Entries:
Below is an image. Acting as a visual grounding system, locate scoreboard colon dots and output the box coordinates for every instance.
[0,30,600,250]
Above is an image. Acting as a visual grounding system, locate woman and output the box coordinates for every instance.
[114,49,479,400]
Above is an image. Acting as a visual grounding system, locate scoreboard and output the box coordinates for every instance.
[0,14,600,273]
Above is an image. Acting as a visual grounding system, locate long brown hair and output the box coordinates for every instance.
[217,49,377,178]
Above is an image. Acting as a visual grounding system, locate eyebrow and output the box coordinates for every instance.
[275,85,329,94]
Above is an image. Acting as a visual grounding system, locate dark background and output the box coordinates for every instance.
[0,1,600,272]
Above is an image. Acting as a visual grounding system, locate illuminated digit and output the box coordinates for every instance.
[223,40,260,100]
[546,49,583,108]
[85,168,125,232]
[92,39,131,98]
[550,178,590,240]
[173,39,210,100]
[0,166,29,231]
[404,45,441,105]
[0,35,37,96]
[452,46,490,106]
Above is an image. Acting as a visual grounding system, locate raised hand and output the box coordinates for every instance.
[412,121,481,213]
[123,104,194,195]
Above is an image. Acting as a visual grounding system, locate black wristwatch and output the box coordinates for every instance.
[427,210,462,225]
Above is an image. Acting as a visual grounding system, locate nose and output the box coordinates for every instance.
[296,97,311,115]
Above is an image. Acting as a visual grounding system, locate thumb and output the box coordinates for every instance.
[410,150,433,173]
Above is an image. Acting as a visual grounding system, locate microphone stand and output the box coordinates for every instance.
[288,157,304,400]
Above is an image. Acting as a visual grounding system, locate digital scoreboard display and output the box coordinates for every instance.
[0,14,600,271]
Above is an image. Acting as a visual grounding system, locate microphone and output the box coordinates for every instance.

Task prompt: Please copy out all of the material above, word for word and unchanged.

Written reply:
Below is an image. Acting as a visual grounding system, locate scoreboard colon dots and output the box coordinates for every instance.
[0,30,600,250]
Above is an image. Acting as a visual grounding system, locate woman and output the box coordinates for every instance.
[114,49,479,400]
Above is an image. Acting as a visual grounding system, locate scoreboard and output the box coordinates for every instance.
[0,14,600,273]
Above is an image. Acting as a visual grounding system, locate long brown hair and output the box coordinates for every instance.
[217,49,377,178]
Above is an image. Acting as a visual grounding system, locate eyebrow and output the box coordinates for every instance.
[275,85,329,94]
Above is an image. Acting as a visual grounding system, locate dark background and output the box coordinates for every instance.
[0,1,600,272]
Above is an image. Acting as a visual grounding system, locate illuminated digit and output the box coordinates for every instance.
[223,40,260,100]
[546,49,583,108]
[85,168,125,232]
[92,39,131,98]
[550,178,590,240]
[173,39,210,100]
[0,166,29,231]
[404,45,441,105]
[0,35,37,96]
[452,46,490,106]
Above is an image. Acting as a visual grounding system, locate raised hand and output the box coordinates for every instance.
[412,121,481,213]
[123,104,194,195]
Above is an image. Acting as a visual grounding system, locate black wristwatch and output the box coordinates for every instance.
[427,210,462,225]
Above is an image. Acting as a visual grounding system, locate nose and output the box coordinates for every instance.
[296,97,311,115]
Above is an image. Acting as a visual grounding system, locate thumb and output the box coordinates for every instance.
[410,150,433,173]
Above is an image. Acting as a visual grounding system, locate microphone stand and output the box coordinates for every instance.
[288,157,304,400]
Above is an image. Acting as a visual grounding system, locate digital scoreboard display and output the box coordinates for every instance.
[0,14,600,271]
Above is an image. Acting as a visual grounding system, locate microphone and output the box coordinates for every instance.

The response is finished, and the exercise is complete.